── Given passage

The most striking difference between trees based on cpDNA data (Wendel and Albert, 1992 ; Seelanan, Schnabel, and Wendel, 1997 ) and those obtained from nuclear sequences is that the latter repeatedly place the D-genome lineage sister to the remainder of the genus (Figs. 3 and 4B). This finding is supported by both ML and MP analyses of sequences from six different loci (A1341, AdhA, FAD2-1, G1121, G1134, and nrITS), and by parsimony analysis of AdhC. Four of the included nuclear loci (A1713, A1751, AdhC, and G1262) place the D-genome in an unresolved basal polytomy, a placement that does not conflict with a D-genome basal split. In fact, of the 12 nuclear loci sampled, only 1 (CesA1) shows a conflicting alternative for this earliest divergence in the genus. Results from CesA1 provide weak support (d = 0) for a basal split between the Australian clade and the remainder of the genus, a result similar to that obtained from chloroplast trnT-trnL spacer data. While placement of the D-genome in a sister relationship to the remainder of the genus is only weakly supported among individual loci, the combined nDNA data set provides robust support for this placement (Fig. 4B). The combined Old World lineage shares a total of 33 inferred synapomorphies, and the node resolving New World D-genome cottons sister to Old World cottons has high support for decay (d = 9) and jackknife resampling (j = 98%).

────
── Information

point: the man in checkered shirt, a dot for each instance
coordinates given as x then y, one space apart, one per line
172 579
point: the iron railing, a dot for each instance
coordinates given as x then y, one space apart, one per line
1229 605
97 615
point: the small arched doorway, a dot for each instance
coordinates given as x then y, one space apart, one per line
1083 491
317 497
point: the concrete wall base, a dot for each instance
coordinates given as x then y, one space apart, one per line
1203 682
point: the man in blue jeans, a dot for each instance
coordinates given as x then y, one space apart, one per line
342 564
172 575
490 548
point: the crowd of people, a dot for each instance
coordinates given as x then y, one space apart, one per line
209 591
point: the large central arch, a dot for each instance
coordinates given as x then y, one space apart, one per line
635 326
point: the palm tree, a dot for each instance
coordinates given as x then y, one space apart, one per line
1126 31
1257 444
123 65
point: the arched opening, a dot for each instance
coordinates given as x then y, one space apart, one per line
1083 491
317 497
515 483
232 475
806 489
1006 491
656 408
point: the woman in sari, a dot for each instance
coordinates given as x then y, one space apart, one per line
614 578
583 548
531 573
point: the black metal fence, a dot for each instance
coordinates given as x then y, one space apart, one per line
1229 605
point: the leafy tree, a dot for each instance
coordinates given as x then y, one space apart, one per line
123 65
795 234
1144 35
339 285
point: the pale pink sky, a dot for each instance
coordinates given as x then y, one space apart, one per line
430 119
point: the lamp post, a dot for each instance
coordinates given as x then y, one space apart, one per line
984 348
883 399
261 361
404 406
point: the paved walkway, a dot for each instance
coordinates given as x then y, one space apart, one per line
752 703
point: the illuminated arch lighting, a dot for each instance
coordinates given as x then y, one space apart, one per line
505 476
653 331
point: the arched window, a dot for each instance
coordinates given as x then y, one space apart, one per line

────

According to the passage on cotton phylogeny, why is the placement of the D-genome lineage sister to the rest of the genus considered robust, even though individual loci support it only weakly?

The combined nDNA data set gives robust support for this placement. The combined Old World lineage shares a total of 33 inferred synapomorphies. The node that resolves New World D-genome cottons sister to Old World cottons has high decay support (d = 9) and high jackknife support (j = 98%).